Ataques em Moçambique são "antítese da visão de Dhlakama"
Lusa | mjp
2 de agosto de 2020
"Os ataques no centro do país são a antítese da visão de paz" que o líder da RENAMO lutou para preservar, diz enviado pessoal do secretário-geral da ONU a Moçambique, apelando ao respeito pela cessação das hostilidades.
Publicidade
O enviado pessoal do secretário-geral das Nações Unidas a Moçambique classificou os ataques armados atribuídos a dissidentes da RENAMO no centro do país como uma "antítese da visão de Afonso Dhlakama", antigo líder daquele partido que morreu em 2018.
"Os ataques no centro do país são a antítese da visão de paz que Dhlakama lutou para preservar ao longo dos seus últimos anos", escreve Mirko Manzoni numa nota emitida para assinalar o primeiro aniversário do Acordo de Cessação Definitiva das Hostilidades Militares, assinado a 1 de agosto de 2019.

— DADOS BRUTOS —
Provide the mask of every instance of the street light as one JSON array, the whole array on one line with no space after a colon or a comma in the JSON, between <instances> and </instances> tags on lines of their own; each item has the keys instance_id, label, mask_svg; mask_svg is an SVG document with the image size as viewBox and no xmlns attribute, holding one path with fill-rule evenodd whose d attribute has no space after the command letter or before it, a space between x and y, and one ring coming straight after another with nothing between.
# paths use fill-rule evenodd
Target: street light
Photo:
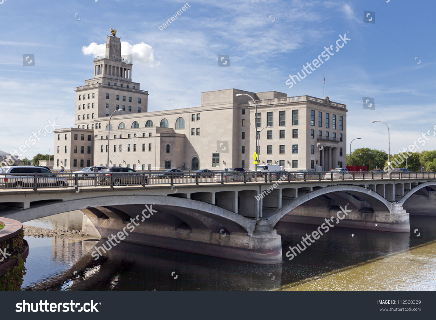
<instances>
[{"instance_id":1,"label":"street light","mask_svg":"<svg viewBox=\"0 0 436 320\"><path fill-rule=\"evenodd\" d=\"M259 131L259 134L258 134L257 132L257 131L256 132L256 146L257 146L257 140L259 138L259 137L260 136L260 133L262 132L262 130L263 130L263 129L266 129L267 128L271 128L271 126L269 126L265 127L265 128L262 128L262 129L260 129L260 131ZM257 148L256 147L256 149L257 149ZM259 150L259 151L260 151L260 150ZM259 154L260 154L260 152L259 152ZM260 160L259 160L259 155L258 154L258 155L257 155L257 164L258 164L258 165L259 165L259 163L260 163ZM256 167L257 167L257 166L256 166Z\"/></svg>"},{"instance_id":2,"label":"street light","mask_svg":"<svg viewBox=\"0 0 436 320\"><path fill-rule=\"evenodd\" d=\"M373 120L371 121L371 122L372 123L375 122L381 122L382 123L385 123L383 121L379 121L376 120ZM388 127L388 169L389 167L391 166L391 138L389 132L389 127L388 126L388 125L386 124L386 123L385 123L385 124Z\"/></svg>"},{"instance_id":3,"label":"street light","mask_svg":"<svg viewBox=\"0 0 436 320\"><path fill-rule=\"evenodd\" d=\"M237 95L236 95L236 96L237 97L240 97L242 95L248 95L250 98L251 98L251 99L252 100L253 100L253 102L254 102L254 106L256 107L256 114L255 114L255 115L254 116L254 132L256 133L256 136L256 136L256 150L255 150L255 152L257 153L257 105L256 104L256 101L255 101L255 99L253 99L253 97L252 96L251 96L251 95L248 95L246 93L238 93ZM259 160L258 159L259 159L259 157L258 157L258 158L256 158L256 160L257 160L257 163L258 163L258 164L259 164ZM254 171L256 171L256 172L257 171L257 165L255 165L254 166Z\"/></svg>"},{"instance_id":4,"label":"street light","mask_svg":"<svg viewBox=\"0 0 436 320\"><path fill-rule=\"evenodd\" d=\"M50 152L50 148L47 147L45 147L45 149L48 149L48 167L50 167L50 154L51 153ZM54 156L53 156L53 167L54 167Z\"/></svg>"},{"instance_id":5,"label":"street light","mask_svg":"<svg viewBox=\"0 0 436 320\"><path fill-rule=\"evenodd\" d=\"M350 165L351 165L351 143L353 142L354 140L358 140L358 139L361 139L361 138L356 138L355 139L353 139L351 142L350 143Z\"/></svg>"},{"instance_id":6,"label":"street light","mask_svg":"<svg viewBox=\"0 0 436 320\"><path fill-rule=\"evenodd\" d=\"M109 169L109 140L110 140L110 119L112 118L112 116L117 111L119 111L120 109L117 109L115 111L111 113L110 116L109 117L109 124L108 124L108 163L106 167Z\"/></svg>"}]
</instances>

— O QUE FAZER —
A. Liste todas as datas e todos os anos mencionados na notícia sobre os ataques em Moçambique.
B. Transcreva sem alterações o trecho da notícia sobre os ataques em Moçambique que vai de "Ataques em Moçambique" até "morreu em 2018.".
O material não tem relação nenhuma com a notícia.

— SOLUÇÕES DAS TAREFAS —
A.
2 de agosto de 2020
2018
1 de agosto de 2019

B.
Ataques em Moçambique são "antítese da visão de Dhlakama"
Lusa | mjp
2 de agosto de 2020
"Os ataques no centro do país são a antítese da visão de paz" que o líder da RENAMO lutou para preservar, diz enviado pessoal do secretário-geral da ONU a Moçambique, apelando ao respeito pela cessação das hostilidades.
Publicidade
O enviado pessoal do secretário-geral das Nações Unidas a Moçambique classificou os ataques armados atribuídos a dissidentes da RENAMO no centro do país como uma "antítese da visão de Afonso Dhlakama", antigo líder daquele partido que morreu em 2018.